Goal - Everything from the line with "Question: can you spot any white ramekin" to the end of the data should be restated word for word, and nothing before it.

Dataset content -

★ ★ ★ ★ ★

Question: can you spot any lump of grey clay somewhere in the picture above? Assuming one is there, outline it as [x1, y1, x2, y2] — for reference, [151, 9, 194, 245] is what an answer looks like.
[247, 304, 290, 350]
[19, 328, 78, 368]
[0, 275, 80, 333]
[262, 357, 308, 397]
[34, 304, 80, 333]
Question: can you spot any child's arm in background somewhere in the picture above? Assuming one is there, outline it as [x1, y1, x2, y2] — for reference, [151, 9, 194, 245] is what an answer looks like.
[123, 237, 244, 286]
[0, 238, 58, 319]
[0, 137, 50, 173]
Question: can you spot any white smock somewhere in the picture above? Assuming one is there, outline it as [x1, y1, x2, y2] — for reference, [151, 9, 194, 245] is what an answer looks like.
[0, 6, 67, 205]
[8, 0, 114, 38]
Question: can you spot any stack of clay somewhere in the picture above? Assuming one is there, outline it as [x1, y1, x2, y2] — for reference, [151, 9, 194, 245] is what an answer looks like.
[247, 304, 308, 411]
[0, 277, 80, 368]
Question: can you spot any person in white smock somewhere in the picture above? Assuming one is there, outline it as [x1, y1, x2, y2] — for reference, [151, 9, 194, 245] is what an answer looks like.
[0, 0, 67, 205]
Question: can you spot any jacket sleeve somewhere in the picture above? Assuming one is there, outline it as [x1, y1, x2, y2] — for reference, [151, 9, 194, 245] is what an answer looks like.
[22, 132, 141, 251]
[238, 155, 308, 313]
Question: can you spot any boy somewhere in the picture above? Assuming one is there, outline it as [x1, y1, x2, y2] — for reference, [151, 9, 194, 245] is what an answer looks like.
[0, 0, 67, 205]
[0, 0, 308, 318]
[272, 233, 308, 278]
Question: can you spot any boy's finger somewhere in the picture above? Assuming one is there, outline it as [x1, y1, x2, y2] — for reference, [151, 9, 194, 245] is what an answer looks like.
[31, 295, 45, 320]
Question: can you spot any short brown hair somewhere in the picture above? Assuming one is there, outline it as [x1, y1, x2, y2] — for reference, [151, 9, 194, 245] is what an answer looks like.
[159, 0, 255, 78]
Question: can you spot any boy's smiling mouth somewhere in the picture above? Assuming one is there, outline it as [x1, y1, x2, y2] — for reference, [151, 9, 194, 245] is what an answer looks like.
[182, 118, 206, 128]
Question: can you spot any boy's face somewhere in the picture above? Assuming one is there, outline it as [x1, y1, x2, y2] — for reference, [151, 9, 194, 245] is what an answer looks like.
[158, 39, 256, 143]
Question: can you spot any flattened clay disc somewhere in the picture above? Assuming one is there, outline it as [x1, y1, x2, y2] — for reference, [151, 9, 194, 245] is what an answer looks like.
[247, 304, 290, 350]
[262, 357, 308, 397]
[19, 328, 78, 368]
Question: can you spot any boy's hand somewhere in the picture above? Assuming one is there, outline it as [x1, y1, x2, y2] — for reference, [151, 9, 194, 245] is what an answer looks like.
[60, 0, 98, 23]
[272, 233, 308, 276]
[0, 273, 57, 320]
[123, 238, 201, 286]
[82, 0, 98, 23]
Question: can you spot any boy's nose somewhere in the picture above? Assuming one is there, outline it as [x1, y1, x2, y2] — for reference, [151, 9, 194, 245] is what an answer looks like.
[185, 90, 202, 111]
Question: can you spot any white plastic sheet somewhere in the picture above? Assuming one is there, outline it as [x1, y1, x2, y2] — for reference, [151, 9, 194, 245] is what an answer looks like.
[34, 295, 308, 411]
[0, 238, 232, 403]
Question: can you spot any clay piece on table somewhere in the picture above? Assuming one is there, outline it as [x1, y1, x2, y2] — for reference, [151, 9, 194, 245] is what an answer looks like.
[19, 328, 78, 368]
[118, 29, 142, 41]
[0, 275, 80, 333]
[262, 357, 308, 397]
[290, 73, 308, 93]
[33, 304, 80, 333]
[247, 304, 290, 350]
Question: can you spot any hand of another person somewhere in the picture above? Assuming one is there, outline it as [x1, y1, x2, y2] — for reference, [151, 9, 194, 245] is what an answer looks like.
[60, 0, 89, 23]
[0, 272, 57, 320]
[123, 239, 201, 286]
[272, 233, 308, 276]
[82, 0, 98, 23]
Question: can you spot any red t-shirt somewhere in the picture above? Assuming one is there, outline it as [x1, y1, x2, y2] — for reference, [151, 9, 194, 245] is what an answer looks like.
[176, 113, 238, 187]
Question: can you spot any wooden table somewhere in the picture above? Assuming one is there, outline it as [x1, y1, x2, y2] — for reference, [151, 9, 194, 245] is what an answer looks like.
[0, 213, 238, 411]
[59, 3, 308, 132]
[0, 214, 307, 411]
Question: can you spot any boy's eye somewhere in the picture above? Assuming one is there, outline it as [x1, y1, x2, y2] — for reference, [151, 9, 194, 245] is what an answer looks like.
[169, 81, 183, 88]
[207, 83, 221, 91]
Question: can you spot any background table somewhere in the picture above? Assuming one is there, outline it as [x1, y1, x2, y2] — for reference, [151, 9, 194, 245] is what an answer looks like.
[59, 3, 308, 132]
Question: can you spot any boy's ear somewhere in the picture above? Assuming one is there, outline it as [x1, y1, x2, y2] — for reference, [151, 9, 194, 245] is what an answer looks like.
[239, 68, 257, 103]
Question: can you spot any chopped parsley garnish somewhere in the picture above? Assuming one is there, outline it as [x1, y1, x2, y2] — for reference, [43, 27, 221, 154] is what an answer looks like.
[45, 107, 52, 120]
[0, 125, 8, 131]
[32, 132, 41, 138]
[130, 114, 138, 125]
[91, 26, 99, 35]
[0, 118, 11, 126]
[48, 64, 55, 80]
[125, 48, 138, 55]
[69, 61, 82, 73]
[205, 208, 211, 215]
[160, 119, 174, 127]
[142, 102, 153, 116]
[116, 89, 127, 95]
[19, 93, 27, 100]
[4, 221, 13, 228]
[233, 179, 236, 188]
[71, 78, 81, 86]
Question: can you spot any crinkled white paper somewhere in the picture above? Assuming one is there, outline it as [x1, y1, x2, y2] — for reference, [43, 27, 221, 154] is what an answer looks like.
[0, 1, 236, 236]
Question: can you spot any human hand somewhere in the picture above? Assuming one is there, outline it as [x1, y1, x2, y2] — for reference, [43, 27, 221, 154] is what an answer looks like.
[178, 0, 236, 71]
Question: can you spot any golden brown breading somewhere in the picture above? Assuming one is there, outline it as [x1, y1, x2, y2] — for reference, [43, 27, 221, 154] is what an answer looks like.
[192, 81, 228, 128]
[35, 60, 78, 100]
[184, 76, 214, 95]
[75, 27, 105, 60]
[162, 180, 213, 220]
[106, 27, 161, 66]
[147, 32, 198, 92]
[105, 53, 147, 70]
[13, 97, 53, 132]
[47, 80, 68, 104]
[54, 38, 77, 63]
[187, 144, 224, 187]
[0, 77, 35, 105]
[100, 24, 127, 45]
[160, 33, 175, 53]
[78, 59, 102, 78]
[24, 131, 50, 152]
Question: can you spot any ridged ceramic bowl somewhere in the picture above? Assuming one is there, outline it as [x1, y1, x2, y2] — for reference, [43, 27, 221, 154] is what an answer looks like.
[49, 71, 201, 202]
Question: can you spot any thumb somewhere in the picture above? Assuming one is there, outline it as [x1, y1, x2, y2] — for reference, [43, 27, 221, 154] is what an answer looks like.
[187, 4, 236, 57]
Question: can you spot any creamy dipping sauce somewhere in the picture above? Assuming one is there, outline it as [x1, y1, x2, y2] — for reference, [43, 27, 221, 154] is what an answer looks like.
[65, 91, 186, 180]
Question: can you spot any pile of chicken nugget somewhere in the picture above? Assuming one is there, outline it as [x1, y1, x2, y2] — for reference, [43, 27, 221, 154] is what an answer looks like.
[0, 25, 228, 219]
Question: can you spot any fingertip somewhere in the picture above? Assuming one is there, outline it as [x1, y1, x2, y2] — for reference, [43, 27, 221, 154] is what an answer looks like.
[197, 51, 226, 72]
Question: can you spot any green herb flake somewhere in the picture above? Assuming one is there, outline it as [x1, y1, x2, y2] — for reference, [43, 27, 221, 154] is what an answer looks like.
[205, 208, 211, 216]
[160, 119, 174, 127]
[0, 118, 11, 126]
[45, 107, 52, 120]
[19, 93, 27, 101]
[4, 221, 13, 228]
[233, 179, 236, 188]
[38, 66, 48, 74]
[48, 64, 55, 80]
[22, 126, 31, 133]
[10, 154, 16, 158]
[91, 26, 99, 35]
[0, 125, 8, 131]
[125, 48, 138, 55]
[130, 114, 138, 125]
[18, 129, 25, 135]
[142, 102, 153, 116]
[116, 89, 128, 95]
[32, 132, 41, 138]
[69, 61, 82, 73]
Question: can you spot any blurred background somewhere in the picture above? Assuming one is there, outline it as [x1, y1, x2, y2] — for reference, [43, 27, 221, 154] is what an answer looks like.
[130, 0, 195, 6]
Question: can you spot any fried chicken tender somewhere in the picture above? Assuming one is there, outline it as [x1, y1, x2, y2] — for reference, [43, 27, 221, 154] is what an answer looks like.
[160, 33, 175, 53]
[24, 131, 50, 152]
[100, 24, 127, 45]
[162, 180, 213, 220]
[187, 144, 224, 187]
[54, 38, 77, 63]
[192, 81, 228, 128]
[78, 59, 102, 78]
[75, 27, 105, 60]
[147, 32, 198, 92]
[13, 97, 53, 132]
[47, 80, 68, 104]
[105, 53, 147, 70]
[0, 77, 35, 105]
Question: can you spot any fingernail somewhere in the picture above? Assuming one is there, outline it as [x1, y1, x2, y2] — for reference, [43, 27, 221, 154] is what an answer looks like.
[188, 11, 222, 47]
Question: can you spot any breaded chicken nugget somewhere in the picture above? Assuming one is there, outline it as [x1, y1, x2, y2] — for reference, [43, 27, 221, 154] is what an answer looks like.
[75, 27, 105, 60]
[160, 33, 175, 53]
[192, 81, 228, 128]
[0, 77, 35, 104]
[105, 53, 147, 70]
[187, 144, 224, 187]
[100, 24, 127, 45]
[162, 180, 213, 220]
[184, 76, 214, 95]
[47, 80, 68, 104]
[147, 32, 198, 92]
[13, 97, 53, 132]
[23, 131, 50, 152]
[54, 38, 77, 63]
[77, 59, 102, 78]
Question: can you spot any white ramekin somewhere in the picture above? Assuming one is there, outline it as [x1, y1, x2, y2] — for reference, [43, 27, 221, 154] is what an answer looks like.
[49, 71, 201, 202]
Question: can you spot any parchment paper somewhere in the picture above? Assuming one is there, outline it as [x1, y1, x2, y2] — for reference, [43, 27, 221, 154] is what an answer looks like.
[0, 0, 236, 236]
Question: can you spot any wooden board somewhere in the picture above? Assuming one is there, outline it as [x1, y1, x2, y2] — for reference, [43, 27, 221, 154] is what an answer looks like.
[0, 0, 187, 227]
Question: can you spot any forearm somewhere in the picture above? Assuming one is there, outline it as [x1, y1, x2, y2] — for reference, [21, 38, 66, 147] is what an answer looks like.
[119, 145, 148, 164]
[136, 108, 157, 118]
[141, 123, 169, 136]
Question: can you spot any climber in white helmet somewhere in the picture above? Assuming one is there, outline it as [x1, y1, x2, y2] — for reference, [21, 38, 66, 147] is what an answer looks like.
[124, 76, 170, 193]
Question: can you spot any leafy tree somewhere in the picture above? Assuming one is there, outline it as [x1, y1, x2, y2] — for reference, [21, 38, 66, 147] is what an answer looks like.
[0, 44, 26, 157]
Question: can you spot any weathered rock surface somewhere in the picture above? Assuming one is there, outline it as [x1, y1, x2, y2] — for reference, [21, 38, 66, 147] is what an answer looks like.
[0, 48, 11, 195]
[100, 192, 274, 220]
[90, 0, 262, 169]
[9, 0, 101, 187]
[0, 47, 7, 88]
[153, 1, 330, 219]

★ ★ ★ ★ ★

Response to the task -
Question: can you spot any white ramekin somewhere in the picture above? Assuming one is there, outline it as [x1, y1, x2, y2] — for reference, [43, 27, 221, 154] is what an answer looks like.
[49, 71, 201, 202]
Question: can you spot any parchment paper somewhere in the picture above? Assuming one is there, outline it as [x1, y1, x2, y2] — for reference, [43, 27, 221, 154] is what an answer looks like.
[0, 0, 236, 236]
Question: can you spot any wooden board somewhere in the picture above? Assuming one is there, outline it as [x1, y1, x2, y2] — for reference, [43, 27, 221, 154] is what an answer looks like.
[0, 0, 187, 227]
Question: can you spot any forearm somewhere in the picture above? Assuming one is there, outline it as [x1, y1, x2, y2] — for reference, [21, 38, 66, 147] is what an answer looks like.
[119, 145, 148, 164]
[136, 108, 157, 118]
[141, 123, 169, 136]
Question: can you spot any climber in white helmet somewhere in the picture above? Assuming one is there, outline it as [x1, y1, x2, y2] — for reference, [21, 38, 66, 147] is what an answer looks like.
[124, 76, 170, 193]
Question: can you spot any leafy tree somewhere in the picture above? Assuming one is there, outline it as [x1, y1, x2, y2] — for reference, [21, 38, 66, 147] is what an answer looks like.
[0, 44, 26, 157]
Question: can you spot any weathered rock surface somewhere in the picture above? Assuming one is there, outline it as [x1, y1, x2, y2] — for reference, [21, 38, 66, 147] is what an answer looks like.
[0, 48, 11, 195]
[100, 192, 274, 220]
[90, 0, 262, 169]
[9, 0, 101, 187]
[0, 47, 7, 88]
[153, 1, 330, 219]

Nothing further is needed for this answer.